**Extrait**
━━━━━━━━━━━━━━━━━━━━

Inversion de la courbe des taux du Trésor américain

Mais cet épisode complique encore le débat au sein de la Fed sur l'ampleur et la rapidité de la hausse des taux, et pourrait même être un indicateur en soi de la désynchronisation de la banque centrale avec une inflation qui triple son objectif de 2 %.

Les inversions de la courbe de rendement surviennent généralement à la fin des cycles de relèvement de la Fed, lorsque les investisseurs obligataires sentent que la banque centrale est peut-être allée trop loin dans l'augmentation des coûts d'emprunt et a commencé à ralentir l'économie.

Dans le cycle de resserrement actuel, la Fed ne fait que commencer. Au début du mois, elle a relevé le taux cible des fonds fédéraux d'un quart de point de pourcentage, la première hausse depuis 2018. Le taux des fonds a été ramené à un niveau proche de zéro pour soutenir l'économie au début de la pandémie de coronavirus en 2020.

Les décideurs de la Fed s'attendent à relever régulièrement les taux tout au long de cette année et pendant une bonne partie de l'année prochaine pour ramener l'inflation vers leur objectif - sans qu'il y ait lieu de s'inquiéter de l'effet de cette mesure sur la courbe des taux.

Mardi, le président de la Fed de Philadelphie, Patrick Harker, a rejeté l'aplatissement de la courbe de rendement comme n'étant qu'un des signaux que les marchés envoient dans une économie qui semble globalement saine et loin de la récession.

"Nous partons dans une position tellement forte en entrant" dans le cycle de hausse des taux, a déclaré Harker dans une interview avec CNBC.

Dans des remarques antérieures au Center for Financial Stability à New York, Harker a déclaré : "En tant que décideur, je dois examiner la combinaison de tous ces chiffres et proposer une politique pragmatique, sans me baser sur un seul d'entre eux."

Pour l'instant, les chiffres qui comptent le plus pour la Fed concernent l'inflation, qui atteint son plus haut niveau depuis plusieurs décennies, et une économie réelle qui semble non seulement forte, mais suffisamment forte pour résister aux taux d'intérêt plus élevés que la banque centrale prévoit.


Difficile de trouver un emploi en Amérique ? Pas du tout !

━━━━━━━━━━━━━━━━━━━━

[Données d'ancrage d'expressions]
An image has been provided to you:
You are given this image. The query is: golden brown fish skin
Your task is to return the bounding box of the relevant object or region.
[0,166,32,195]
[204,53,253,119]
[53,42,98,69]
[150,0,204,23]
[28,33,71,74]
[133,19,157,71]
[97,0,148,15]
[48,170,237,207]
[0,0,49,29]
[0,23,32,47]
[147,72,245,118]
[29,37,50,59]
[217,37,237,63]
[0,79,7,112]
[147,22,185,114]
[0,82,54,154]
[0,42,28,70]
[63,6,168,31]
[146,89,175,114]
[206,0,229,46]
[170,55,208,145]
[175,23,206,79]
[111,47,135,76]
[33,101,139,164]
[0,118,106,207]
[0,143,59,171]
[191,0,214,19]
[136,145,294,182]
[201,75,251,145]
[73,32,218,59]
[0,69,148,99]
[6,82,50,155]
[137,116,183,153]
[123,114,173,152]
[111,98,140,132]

━━━━━━━━━━━━━━━━━━━━

**Exercices**
a - Résumez l'extrait en deux phrases.
b - D'après l'extrait, de combien la Fed a-t-elle relevé le taux cible des fonds fédéraux au début du mois ?
c - Renvoyez le passage de l'extrait qui débute aux mots « Dans le cycle de resserrement » et s'arrête après « coronavirus en 2020. ».

**Réponses par exercice**
a - Les inversions de la courbe de rendement surviennent généralement à la fin des cycles de relèvement de la Fed, or celle-ci ne fait que commencer le sien, avec une hausse d'un quart de point, la première depuis 2018. Ses décideurs prévoient de relever régulièrement les taux pour ramener l'inflation vers leur objectif de 2 %, et le président de la Fed de Philadelphie, Patrick Harker, voit dans l'aplatissement de la courbe un simple signal parmi d'autres dans une économie globalement saine.

b - D'un quart de point de pourcentage.

c -
Dans le cycle de resserrement actuel, la Fed ne fait que commencer. Au début du mois, elle a relevé le taux cible des fonds fédéraux d'un quart de point de pourcentage, la première hausse depuis 2018. Le taux des fonds a été ramené à un niveau proche de zéro pour soutenir l'économie au début de la pandémie de coronavirus en 2020.